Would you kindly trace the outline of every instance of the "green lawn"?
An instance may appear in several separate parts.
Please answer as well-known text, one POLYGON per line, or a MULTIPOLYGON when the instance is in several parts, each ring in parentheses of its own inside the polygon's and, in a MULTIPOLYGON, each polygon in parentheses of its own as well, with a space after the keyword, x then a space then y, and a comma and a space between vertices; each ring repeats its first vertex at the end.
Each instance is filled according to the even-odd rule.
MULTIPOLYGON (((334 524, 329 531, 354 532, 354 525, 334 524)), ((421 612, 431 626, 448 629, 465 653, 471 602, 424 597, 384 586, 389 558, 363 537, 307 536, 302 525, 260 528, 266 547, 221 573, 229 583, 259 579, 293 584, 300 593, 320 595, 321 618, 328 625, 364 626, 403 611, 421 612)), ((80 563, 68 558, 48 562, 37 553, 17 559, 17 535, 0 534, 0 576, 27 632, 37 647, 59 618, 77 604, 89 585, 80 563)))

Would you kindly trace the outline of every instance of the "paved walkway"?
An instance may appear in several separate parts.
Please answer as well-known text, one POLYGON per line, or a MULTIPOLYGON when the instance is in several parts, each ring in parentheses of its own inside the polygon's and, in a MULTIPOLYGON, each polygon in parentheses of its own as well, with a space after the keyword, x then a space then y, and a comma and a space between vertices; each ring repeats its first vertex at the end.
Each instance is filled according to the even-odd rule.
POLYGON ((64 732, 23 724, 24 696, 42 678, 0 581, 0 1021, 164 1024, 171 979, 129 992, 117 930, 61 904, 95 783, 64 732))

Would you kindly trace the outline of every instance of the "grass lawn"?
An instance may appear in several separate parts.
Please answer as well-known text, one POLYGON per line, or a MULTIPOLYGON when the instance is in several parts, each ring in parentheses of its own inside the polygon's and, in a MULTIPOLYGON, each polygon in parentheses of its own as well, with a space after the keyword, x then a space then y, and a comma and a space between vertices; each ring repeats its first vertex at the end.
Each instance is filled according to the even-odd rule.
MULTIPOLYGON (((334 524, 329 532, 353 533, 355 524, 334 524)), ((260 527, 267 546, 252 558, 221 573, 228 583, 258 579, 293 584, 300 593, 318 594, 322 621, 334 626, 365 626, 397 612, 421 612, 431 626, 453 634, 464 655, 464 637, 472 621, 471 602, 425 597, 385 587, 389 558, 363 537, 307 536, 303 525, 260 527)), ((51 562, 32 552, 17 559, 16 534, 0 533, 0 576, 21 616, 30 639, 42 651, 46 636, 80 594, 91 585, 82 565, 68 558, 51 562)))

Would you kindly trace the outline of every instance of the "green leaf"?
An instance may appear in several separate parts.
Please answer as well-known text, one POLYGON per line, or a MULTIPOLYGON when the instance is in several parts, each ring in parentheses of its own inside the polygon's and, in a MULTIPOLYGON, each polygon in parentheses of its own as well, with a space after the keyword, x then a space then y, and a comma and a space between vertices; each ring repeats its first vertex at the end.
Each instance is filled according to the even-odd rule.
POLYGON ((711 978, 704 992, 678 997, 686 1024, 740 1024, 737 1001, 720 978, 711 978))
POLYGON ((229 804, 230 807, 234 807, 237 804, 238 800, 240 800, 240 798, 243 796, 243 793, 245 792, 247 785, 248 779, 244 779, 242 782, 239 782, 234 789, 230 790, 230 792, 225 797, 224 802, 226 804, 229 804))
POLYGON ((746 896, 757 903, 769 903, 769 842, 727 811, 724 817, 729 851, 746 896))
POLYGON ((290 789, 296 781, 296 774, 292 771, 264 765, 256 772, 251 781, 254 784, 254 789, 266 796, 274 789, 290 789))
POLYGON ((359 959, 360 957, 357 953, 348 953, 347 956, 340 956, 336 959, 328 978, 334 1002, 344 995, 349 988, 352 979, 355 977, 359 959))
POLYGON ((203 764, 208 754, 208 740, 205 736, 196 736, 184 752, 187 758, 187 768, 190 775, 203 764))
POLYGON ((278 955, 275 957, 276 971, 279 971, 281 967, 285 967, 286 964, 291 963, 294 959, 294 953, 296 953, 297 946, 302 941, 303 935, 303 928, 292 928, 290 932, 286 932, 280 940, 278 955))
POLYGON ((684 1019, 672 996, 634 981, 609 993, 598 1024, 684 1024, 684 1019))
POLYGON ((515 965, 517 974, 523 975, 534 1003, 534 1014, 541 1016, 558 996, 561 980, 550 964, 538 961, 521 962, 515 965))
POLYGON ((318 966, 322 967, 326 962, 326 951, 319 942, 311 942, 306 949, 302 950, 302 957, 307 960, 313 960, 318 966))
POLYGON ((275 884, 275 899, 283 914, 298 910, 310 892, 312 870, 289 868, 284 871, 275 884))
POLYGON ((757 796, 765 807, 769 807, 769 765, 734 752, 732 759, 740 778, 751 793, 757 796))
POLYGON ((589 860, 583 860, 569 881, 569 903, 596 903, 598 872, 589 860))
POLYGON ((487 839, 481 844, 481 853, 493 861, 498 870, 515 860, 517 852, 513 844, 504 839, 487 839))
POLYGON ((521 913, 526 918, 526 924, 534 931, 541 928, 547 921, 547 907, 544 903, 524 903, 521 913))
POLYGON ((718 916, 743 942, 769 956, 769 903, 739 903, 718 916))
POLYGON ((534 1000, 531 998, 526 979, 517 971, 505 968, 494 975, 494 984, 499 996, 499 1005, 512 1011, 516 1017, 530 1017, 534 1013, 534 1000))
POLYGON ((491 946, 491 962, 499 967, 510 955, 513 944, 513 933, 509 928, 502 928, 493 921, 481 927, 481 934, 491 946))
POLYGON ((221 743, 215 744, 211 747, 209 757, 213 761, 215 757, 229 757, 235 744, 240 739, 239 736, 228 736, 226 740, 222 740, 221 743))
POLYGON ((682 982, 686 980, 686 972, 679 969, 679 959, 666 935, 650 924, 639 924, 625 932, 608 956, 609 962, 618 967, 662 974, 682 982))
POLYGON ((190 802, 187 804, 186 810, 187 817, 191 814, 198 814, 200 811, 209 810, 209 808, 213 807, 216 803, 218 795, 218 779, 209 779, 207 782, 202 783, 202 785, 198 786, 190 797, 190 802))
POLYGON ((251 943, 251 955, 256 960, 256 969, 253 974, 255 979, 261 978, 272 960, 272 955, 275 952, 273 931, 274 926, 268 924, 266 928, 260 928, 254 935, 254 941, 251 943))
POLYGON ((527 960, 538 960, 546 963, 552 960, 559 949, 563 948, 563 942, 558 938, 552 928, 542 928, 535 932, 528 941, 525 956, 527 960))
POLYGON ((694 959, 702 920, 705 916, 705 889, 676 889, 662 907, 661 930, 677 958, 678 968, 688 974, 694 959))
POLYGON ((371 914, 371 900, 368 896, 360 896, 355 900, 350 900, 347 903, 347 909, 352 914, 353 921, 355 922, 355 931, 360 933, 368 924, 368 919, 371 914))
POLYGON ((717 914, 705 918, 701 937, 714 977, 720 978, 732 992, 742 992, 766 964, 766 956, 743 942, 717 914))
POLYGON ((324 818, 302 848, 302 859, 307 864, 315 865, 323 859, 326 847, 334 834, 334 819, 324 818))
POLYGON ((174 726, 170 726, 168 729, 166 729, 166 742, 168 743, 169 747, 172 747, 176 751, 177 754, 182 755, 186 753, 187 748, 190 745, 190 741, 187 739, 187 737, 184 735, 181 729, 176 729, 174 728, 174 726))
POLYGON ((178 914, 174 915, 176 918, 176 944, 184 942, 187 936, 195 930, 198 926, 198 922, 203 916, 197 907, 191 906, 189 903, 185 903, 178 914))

• • • • •

Your task is to copy each line of the data above that holds "trace".

Would you kindly trace the outline of every instance of the "green lawn"?
Would you kindly trace the outline of every instance of the "paved walkway"?
Would you kindly trace the outline of every instance of the "grass lawn"?
Would you kindly trace the outline of every instance of the "green leaf"?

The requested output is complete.